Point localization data
[Start of Attachment]

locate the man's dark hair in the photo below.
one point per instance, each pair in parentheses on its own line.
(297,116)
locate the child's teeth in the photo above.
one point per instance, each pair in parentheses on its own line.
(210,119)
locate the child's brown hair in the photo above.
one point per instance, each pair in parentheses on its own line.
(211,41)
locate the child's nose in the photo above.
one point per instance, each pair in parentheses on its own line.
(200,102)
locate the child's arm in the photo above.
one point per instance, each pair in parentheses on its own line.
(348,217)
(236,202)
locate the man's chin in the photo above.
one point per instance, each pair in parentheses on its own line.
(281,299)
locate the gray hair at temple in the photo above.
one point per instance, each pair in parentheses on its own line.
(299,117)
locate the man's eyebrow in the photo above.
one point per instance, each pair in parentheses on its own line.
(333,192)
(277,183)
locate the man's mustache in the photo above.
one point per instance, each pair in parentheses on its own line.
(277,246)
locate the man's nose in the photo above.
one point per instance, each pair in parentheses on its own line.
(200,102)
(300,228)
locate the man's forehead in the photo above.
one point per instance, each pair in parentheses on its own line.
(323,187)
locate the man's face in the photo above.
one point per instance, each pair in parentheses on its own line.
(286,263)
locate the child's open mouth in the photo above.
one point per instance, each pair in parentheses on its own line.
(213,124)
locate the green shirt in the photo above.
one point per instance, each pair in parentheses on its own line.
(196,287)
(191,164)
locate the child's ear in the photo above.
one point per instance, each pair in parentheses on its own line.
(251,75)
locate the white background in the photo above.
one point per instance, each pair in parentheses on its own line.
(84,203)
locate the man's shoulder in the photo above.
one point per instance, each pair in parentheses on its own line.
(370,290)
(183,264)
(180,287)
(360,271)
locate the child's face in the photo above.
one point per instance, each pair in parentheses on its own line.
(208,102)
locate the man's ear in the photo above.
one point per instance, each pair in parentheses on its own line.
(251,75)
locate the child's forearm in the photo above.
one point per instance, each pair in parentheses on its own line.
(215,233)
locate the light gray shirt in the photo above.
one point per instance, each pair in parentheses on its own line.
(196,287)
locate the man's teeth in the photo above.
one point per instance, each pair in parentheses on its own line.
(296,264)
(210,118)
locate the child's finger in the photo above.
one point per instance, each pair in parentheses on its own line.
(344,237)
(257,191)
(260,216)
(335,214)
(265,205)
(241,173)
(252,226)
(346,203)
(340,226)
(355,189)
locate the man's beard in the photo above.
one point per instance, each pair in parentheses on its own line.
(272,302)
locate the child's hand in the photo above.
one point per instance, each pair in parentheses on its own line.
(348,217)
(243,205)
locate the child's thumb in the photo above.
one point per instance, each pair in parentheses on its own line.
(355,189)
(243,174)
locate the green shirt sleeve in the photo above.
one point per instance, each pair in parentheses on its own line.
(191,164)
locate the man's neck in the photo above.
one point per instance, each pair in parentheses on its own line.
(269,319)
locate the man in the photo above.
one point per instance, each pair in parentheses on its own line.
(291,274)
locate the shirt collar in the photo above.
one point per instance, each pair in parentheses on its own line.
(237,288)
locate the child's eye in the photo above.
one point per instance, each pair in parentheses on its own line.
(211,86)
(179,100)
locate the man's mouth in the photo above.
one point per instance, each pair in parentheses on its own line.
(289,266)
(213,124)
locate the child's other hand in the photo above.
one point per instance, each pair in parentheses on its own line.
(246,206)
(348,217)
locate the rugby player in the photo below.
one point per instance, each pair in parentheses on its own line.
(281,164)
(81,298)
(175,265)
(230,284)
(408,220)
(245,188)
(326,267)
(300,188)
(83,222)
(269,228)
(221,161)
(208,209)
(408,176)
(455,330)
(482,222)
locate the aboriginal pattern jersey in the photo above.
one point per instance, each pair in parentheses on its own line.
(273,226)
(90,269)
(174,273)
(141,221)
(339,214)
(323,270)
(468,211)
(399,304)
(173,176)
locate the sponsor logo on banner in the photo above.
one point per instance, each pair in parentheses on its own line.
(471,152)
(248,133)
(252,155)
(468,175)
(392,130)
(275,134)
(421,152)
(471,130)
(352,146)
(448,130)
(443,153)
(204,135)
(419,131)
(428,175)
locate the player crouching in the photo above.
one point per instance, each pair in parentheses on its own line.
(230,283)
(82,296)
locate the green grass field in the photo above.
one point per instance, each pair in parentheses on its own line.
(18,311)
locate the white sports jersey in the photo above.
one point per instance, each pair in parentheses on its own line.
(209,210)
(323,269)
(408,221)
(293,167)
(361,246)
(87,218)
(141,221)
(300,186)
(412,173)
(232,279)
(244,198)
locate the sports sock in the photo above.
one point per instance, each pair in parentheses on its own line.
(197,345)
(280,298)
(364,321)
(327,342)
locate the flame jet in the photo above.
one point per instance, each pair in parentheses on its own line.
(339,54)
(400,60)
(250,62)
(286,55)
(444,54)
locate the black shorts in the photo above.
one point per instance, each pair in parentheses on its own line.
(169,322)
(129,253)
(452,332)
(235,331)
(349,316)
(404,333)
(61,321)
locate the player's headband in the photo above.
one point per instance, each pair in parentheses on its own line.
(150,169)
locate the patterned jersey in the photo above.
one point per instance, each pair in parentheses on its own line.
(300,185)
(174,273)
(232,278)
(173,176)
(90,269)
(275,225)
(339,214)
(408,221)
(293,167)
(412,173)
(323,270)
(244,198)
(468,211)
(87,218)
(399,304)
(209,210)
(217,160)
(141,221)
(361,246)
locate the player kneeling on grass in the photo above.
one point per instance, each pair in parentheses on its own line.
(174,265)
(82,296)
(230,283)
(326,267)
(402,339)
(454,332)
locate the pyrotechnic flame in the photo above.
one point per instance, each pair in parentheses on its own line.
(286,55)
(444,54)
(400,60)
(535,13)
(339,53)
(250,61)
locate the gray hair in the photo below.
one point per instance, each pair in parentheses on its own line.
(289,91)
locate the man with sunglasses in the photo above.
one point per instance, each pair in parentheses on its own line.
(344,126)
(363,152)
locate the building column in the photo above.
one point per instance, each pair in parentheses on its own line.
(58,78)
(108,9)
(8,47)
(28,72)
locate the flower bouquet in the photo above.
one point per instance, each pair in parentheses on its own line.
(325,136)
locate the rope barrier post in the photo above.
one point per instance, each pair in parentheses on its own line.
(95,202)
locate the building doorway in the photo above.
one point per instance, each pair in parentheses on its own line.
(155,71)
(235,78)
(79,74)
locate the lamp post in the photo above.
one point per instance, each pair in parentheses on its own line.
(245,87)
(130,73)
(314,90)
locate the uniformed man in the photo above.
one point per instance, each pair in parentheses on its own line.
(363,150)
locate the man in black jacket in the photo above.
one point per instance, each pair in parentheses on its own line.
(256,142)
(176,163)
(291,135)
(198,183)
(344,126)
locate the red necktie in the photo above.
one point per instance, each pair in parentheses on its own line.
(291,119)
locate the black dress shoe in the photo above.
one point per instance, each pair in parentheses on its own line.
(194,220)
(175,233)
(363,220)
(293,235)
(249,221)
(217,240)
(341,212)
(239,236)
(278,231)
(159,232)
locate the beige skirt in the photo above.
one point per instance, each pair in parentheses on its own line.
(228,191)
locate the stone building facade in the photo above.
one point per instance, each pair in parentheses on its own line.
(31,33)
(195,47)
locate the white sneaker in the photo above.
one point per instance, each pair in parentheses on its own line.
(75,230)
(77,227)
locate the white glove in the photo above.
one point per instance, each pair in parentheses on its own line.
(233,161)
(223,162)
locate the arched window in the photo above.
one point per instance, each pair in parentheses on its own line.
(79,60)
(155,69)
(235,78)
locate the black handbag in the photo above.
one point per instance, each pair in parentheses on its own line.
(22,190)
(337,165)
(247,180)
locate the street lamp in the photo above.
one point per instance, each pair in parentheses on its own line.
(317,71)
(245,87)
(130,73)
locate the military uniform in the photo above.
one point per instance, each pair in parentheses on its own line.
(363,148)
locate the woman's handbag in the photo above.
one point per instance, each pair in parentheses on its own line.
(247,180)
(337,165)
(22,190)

[End of Attachment]

• **YOUR OBJECTIVE**
Give only the number of lines in the data that include the string "face".

• **PROBLEM SOLUTION**
2